EXERCISES —
**A)** In the review of Breaking News at Brighton's Theatre Royal, why was the writer much more settled in their seat? Answer in one to three sentences.
**B)** Copy the review of Breaking News from "A friend recently" up to and including "it much better.".
**C)** Write the next part of the review of Breaking News, starting after its last sentence.
━━━━━ TEXT EXCERPT ━━━━━
May 14th, 2009 | No Comments | Posted by in Events, Journalism

“Breaking News might be documentary theatre. It might be more technically absorbing than (strictly speaking) poetically engaging or playful. It might, in truth be a very long way from Aeschylus. But Aeschylus was an inventor, a radical maker, two and a half thousand years ago, of a new thing called drama. In all their work, and most ambitiously to date in Breaking News, Rimini Protokoll have created live spectacles that are similarly new for the media-orientated 21st century.” (James Woodall, Breaking News programme, 2009)

A friend recently went on holiday and emailed another of our friends an update: she had redefined the trip as ‘educational visit’ and now was enjoying it much better.

I undertook a similar exercise at the theatre at the weekend: once I’d redefined ‘Breaking News’ as two hours (without an interval) of informative, rather than necessarily entertaining, activity, I was much more settled in my seat at the Theatre Royal in Brighton last Saturday.

Rimini Protokoll is the German company (‘the sort of outfit that probably could come only from Germany’), except they don’t call themselves a ‘company’, which produces Breaking News, their latest ‘documentary’ theatre endeavour – visiting Brighton for its UK premiere.

“[G]enerally, they use neither actors nor published texts; and because they do not really consider themselves a company. So what is left? What are they? What do they make?”

Good question from theatre critic, James Woodall, in his introductory notes in the programme. On this occasion, Rimini Protokoll have brought together eight international ‘news people’, all based in Germany, onto one stage, to live-interpret the news from their variously angled satellite dishes. The ninth contributor is an exception: Ray, from Ship Street in Brighton. Perhaps they found him in the Cricketers.
━━━━━ DATASET EXCERPT ━━━━━
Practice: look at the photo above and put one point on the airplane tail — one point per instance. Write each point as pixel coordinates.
━━━━━
PER-TASK ANSWERS —
**A)** The writer redefined Breaking News as two hours, without an interval, of informative rather than necessarily entertaining activity. This mirrored a friend who enjoyed her holiday more after renaming it an "educational visit."

**B)**
A friend recently went on holiday and emailed another of our friends an update: she had redefined the trip as ‘educational visit’ and now was enjoying it much better.

**C)**
The company improvises in a ‘arrangement of stage spontaneity’ – and this is the first time it has been done in English – their reactions to, and interpretations of, the news on various international news channels that they consume at their individual televisions, or computer (in the Icelander’s case). Intermittently, they take turns to ascend a podium to read extracts from Aeschylus’ The Persions.

breakingnews

So, what did I learn from my educational excursion to the theatre? These are some of the nuggets gleaned:

  • Iceland likes a giggle during its news: The Icelanders take the end of the news bulletin ‘lollypop’ very seriously: for Saturday’s performance, we caught an item on the success of the Icelandic Symphony Orchestra’s Maximus the Musical Mouse. It’s very important that ‘you don’t leave your news audience depressed’, explains Simon Birgisson, who was once an investigative journalist for the DV newspaper. I was also tickled by Iceland’s TV channel history: its first ever station, Sjónvarpið, translated directly as ‘television’. Its second was called 2.
  • Al Jazeera has its critics: Djengizkhan Hasso, a Kurdish interpreter, and president of the Executive Committee of the Kurdish National Congress, criticised the channel for its emotive use of language in some of its reports. He also added that it would be very difficult to perform a play like Breaking News in an Arab country. Hasso’s performance was particularly memorable for the role-play of the time he met George Bush. He told the other actors what they had to say, and they solemnly repeated it back, so the audience got each segment of the conversation twice.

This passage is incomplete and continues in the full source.